REQUIRED WORK | Copy out the line containing "The component shall return one point per instance of the rope" and each line after it, through the last one in the material, exactly as written.
▬▬▬▬▬▬
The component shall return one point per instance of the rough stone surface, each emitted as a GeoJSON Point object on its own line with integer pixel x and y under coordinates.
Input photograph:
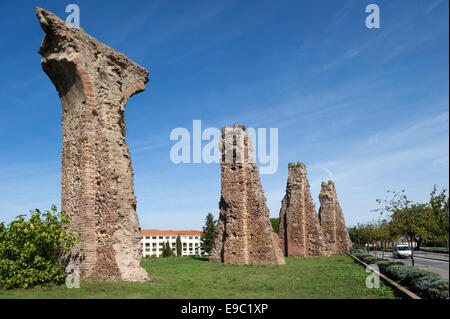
{"type": "Point", "coordinates": [94, 83]}
{"type": "Point", "coordinates": [332, 221]}
{"type": "Point", "coordinates": [244, 233]}
{"type": "Point", "coordinates": [299, 232]}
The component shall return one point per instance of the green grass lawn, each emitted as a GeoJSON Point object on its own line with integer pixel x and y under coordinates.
{"type": "Point", "coordinates": [435, 249]}
{"type": "Point", "coordinates": [337, 276]}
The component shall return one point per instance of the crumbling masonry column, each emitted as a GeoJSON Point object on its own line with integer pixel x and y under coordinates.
{"type": "Point", "coordinates": [300, 233]}
{"type": "Point", "coordinates": [332, 220]}
{"type": "Point", "coordinates": [244, 233]}
{"type": "Point", "coordinates": [94, 83]}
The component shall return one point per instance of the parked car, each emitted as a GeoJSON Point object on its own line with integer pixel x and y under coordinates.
{"type": "Point", "coordinates": [401, 251]}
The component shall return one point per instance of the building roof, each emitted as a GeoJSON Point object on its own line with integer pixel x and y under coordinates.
{"type": "Point", "coordinates": [158, 232]}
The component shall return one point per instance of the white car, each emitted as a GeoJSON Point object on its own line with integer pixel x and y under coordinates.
{"type": "Point", "coordinates": [401, 251]}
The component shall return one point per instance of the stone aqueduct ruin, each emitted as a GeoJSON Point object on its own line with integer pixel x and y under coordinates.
{"type": "Point", "coordinates": [94, 83]}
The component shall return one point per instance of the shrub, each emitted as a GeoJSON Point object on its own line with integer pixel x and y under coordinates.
{"type": "Point", "coordinates": [31, 252]}
{"type": "Point", "coordinates": [424, 283]}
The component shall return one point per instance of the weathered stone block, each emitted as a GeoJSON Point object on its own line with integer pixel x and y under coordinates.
{"type": "Point", "coordinates": [244, 233]}
{"type": "Point", "coordinates": [332, 220]}
{"type": "Point", "coordinates": [299, 231]}
{"type": "Point", "coordinates": [94, 83]}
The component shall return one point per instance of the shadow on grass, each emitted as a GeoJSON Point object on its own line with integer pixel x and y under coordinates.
{"type": "Point", "coordinates": [201, 258]}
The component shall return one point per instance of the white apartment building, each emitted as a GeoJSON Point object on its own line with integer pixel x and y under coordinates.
{"type": "Point", "coordinates": [153, 239]}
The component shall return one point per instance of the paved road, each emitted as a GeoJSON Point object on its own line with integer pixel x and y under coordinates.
{"type": "Point", "coordinates": [422, 260]}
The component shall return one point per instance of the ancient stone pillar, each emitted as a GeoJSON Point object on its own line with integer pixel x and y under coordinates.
{"type": "Point", "coordinates": [244, 233]}
{"type": "Point", "coordinates": [332, 220]}
{"type": "Point", "coordinates": [94, 83]}
{"type": "Point", "coordinates": [299, 232]}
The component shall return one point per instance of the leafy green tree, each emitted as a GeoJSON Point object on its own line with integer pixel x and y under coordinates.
{"type": "Point", "coordinates": [208, 234]}
{"type": "Point", "coordinates": [408, 218]}
{"type": "Point", "coordinates": [179, 246]}
{"type": "Point", "coordinates": [275, 224]}
{"type": "Point", "coordinates": [439, 203]}
{"type": "Point", "coordinates": [33, 252]}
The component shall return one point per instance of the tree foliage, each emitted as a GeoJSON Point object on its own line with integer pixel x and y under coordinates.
{"type": "Point", "coordinates": [32, 251]}
{"type": "Point", "coordinates": [208, 234]}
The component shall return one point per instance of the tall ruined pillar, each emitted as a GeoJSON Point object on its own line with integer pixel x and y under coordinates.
{"type": "Point", "coordinates": [332, 220]}
{"type": "Point", "coordinates": [94, 83]}
{"type": "Point", "coordinates": [299, 231]}
{"type": "Point", "coordinates": [244, 233]}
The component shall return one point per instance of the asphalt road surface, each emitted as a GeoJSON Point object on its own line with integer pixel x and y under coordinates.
{"type": "Point", "coordinates": [438, 263]}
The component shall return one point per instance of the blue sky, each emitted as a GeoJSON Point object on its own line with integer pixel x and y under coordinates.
{"type": "Point", "coordinates": [367, 108]}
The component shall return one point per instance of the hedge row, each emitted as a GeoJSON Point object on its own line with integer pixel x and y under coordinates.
{"type": "Point", "coordinates": [425, 284]}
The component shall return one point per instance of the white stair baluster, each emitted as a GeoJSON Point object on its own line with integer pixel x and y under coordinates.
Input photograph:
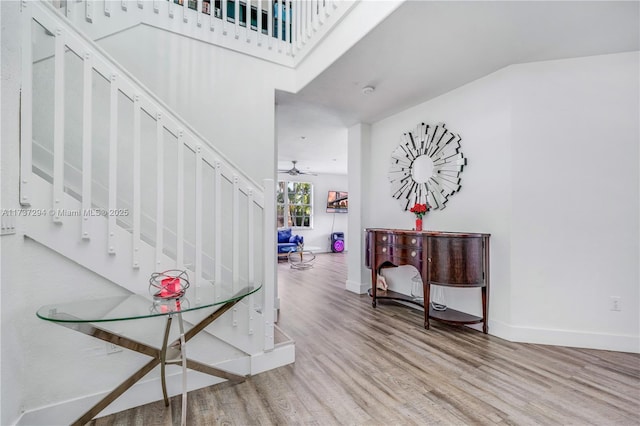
{"type": "Point", "coordinates": [236, 18]}
{"type": "Point", "coordinates": [87, 126]}
{"type": "Point", "coordinates": [251, 275]}
{"type": "Point", "coordinates": [259, 22]}
{"type": "Point", "coordinates": [270, 33]}
{"type": "Point", "coordinates": [180, 203]}
{"type": "Point", "coordinates": [113, 163]}
{"type": "Point", "coordinates": [198, 218]}
{"type": "Point", "coordinates": [160, 189]}
{"type": "Point", "coordinates": [136, 210]}
{"type": "Point", "coordinates": [235, 238]}
{"type": "Point", "coordinates": [279, 20]}
{"type": "Point", "coordinates": [224, 16]}
{"type": "Point", "coordinates": [58, 128]}
{"type": "Point", "coordinates": [26, 107]}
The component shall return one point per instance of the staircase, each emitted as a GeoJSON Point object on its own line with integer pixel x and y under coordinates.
{"type": "Point", "coordinates": [118, 183]}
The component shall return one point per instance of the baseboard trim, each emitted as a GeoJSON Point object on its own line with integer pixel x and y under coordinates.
{"type": "Point", "coordinates": [356, 287]}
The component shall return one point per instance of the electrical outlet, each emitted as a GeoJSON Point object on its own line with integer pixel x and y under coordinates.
{"type": "Point", "coordinates": [615, 303]}
{"type": "Point", "coordinates": [112, 348]}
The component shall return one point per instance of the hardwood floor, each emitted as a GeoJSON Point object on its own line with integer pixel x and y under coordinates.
{"type": "Point", "coordinates": [356, 365]}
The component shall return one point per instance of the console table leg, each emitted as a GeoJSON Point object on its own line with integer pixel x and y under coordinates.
{"type": "Point", "coordinates": [114, 394]}
{"type": "Point", "coordinates": [163, 362]}
{"type": "Point", "coordinates": [485, 326]}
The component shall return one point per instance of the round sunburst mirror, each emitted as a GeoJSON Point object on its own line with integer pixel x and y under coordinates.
{"type": "Point", "coordinates": [426, 166]}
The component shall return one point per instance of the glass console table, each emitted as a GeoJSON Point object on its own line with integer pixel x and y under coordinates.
{"type": "Point", "coordinates": [200, 306]}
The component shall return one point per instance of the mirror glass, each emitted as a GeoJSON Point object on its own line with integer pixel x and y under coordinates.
{"type": "Point", "coordinates": [426, 166]}
{"type": "Point", "coordinates": [422, 169]}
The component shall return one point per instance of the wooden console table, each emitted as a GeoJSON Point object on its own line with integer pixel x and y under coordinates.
{"type": "Point", "coordinates": [452, 259]}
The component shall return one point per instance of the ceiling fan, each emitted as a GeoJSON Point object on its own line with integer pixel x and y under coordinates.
{"type": "Point", "coordinates": [294, 171]}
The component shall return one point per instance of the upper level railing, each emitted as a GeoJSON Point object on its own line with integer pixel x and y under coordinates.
{"type": "Point", "coordinates": [282, 31]}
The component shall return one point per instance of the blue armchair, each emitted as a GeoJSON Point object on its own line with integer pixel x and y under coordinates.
{"type": "Point", "coordinates": [288, 242]}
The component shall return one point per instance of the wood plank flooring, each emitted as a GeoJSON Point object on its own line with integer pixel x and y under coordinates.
{"type": "Point", "coordinates": [356, 365]}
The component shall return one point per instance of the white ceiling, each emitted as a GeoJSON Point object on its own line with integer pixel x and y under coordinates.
{"type": "Point", "coordinates": [427, 48]}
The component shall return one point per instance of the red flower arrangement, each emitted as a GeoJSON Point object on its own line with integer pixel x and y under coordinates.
{"type": "Point", "coordinates": [419, 210]}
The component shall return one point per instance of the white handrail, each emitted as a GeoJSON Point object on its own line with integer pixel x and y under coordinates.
{"type": "Point", "coordinates": [292, 26]}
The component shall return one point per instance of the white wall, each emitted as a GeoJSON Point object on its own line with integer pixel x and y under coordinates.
{"type": "Point", "coordinates": [323, 223]}
{"type": "Point", "coordinates": [552, 174]}
{"type": "Point", "coordinates": [222, 99]}
{"type": "Point", "coordinates": [574, 239]}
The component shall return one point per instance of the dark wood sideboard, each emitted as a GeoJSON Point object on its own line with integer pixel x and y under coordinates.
{"type": "Point", "coordinates": [452, 259]}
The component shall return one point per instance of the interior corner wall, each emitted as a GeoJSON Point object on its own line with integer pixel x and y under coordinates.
{"type": "Point", "coordinates": [552, 175]}
{"type": "Point", "coordinates": [575, 212]}
{"type": "Point", "coordinates": [317, 239]}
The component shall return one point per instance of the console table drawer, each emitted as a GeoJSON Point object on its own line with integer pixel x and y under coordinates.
{"type": "Point", "coordinates": [398, 252]}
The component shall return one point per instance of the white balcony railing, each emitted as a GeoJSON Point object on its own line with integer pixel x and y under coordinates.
{"type": "Point", "coordinates": [282, 31]}
{"type": "Point", "coordinates": [93, 137]}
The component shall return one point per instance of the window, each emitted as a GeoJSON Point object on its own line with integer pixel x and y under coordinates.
{"type": "Point", "coordinates": [294, 203]}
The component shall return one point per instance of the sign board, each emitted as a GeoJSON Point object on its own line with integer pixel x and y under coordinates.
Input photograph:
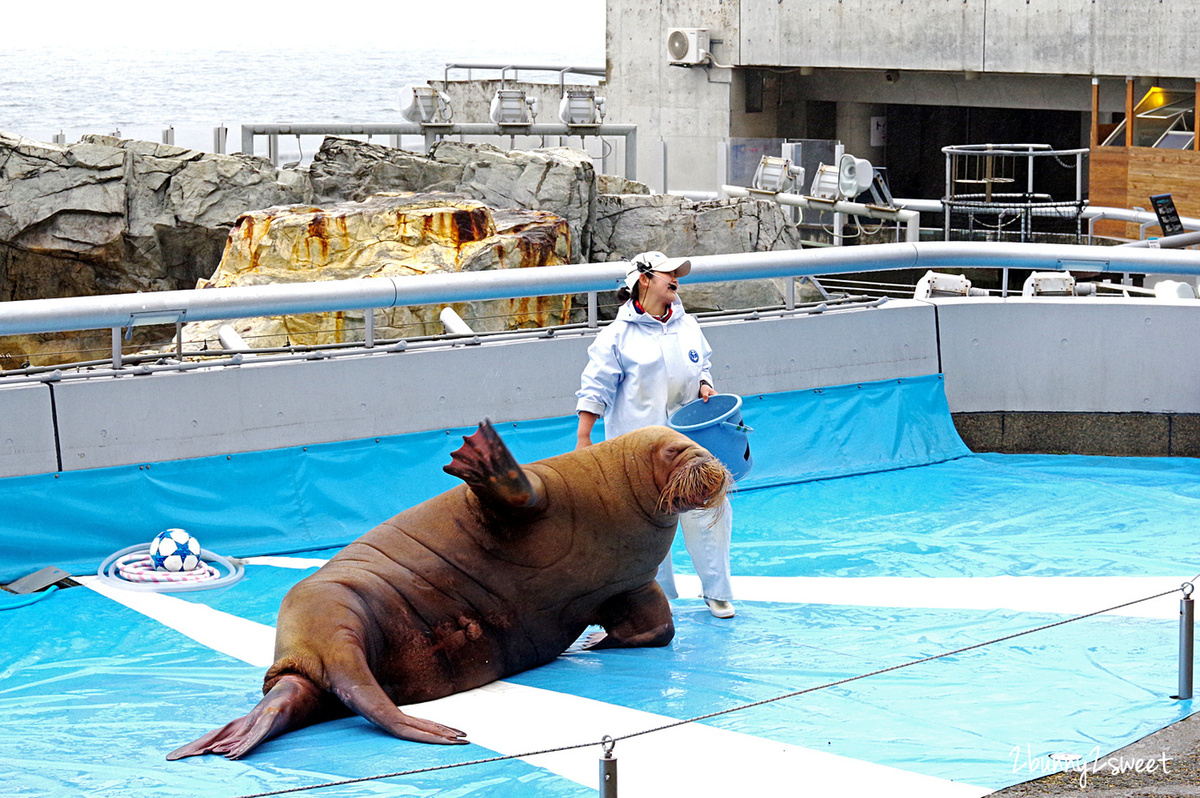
{"type": "Point", "coordinates": [1168, 217]}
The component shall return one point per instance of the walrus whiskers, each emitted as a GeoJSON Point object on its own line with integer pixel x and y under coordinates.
{"type": "Point", "coordinates": [701, 484]}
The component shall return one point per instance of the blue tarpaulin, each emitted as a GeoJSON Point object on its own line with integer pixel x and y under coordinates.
{"type": "Point", "coordinates": [857, 485]}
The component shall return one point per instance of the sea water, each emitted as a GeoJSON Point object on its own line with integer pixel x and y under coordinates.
{"type": "Point", "coordinates": [51, 91]}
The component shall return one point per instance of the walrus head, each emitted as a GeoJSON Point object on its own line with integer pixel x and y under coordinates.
{"type": "Point", "coordinates": [689, 477]}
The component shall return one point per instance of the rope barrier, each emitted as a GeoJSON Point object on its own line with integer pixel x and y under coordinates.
{"type": "Point", "coordinates": [607, 742]}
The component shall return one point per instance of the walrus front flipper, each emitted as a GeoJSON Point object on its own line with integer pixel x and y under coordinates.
{"type": "Point", "coordinates": [637, 618]}
{"type": "Point", "coordinates": [289, 705]}
{"type": "Point", "coordinates": [491, 471]}
{"type": "Point", "coordinates": [352, 682]}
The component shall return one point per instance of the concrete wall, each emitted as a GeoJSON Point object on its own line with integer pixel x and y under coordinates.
{"type": "Point", "coordinates": [169, 415]}
{"type": "Point", "coordinates": [28, 442]}
{"type": "Point", "coordinates": [685, 107]}
{"type": "Point", "coordinates": [1014, 36]}
{"type": "Point", "coordinates": [1015, 54]}
{"type": "Point", "coordinates": [1037, 375]}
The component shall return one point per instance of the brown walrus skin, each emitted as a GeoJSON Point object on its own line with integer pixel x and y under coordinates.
{"type": "Point", "coordinates": [486, 580]}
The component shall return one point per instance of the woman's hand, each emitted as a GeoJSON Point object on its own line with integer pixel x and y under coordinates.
{"type": "Point", "coordinates": [583, 435]}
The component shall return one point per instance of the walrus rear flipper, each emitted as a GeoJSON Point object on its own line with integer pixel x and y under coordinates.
{"type": "Point", "coordinates": [491, 471]}
{"type": "Point", "coordinates": [292, 703]}
{"type": "Point", "coordinates": [639, 618]}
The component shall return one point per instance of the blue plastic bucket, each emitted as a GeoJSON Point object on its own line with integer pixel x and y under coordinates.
▬▬▬▬▬▬
RESPONSE TO THIS EXERCISE |
The component shall return one point per instance of the rope barrier, each emitted as a GeoJSON Point object on its own line with integer pixel x and y under coordinates.
{"type": "Point", "coordinates": [607, 742]}
The component shall return one point per instance of the walrus front flipper, each emitted as a GeoJSON Point object on its own line with integer pixel x and y under coordinates.
{"type": "Point", "coordinates": [637, 618]}
{"type": "Point", "coordinates": [289, 705]}
{"type": "Point", "coordinates": [491, 471]}
{"type": "Point", "coordinates": [352, 682]}
The component shall return one point per instance of the concrete wall, each emitted as a GeoJSON Point object on its own line with integer pixel x and y under coordinates.
{"type": "Point", "coordinates": [169, 415]}
{"type": "Point", "coordinates": [28, 442]}
{"type": "Point", "coordinates": [685, 107]}
{"type": "Point", "coordinates": [1014, 36]}
{"type": "Point", "coordinates": [1015, 54]}
{"type": "Point", "coordinates": [1037, 375]}
The component shall return one point per instance of the brown walrus skin, each emitted as a GeoJSON Point object on its own line with integer pixel x and y under coordinates.
{"type": "Point", "coordinates": [486, 580]}
The component shall return one point per instance of the woman's hand, each emitted as a GeoJSON Point object on its own line with integer pixel x and y under coordinates.
{"type": "Point", "coordinates": [583, 435]}
The component shall return one point per instance of the walrus rear flipper, each emitted as a GeoJSON Point object on its own line with integer pixel x and y under coordinates.
{"type": "Point", "coordinates": [491, 471]}
{"type": "Point", "coordinates": [292, 703]}
{"type": "Point", "coordinates": [639, 618]}
The component shall return one point per instance of the blue plastic bucket, each emitted as a GeoJSON Point object on its own line with integer pixel x and y under coordinates.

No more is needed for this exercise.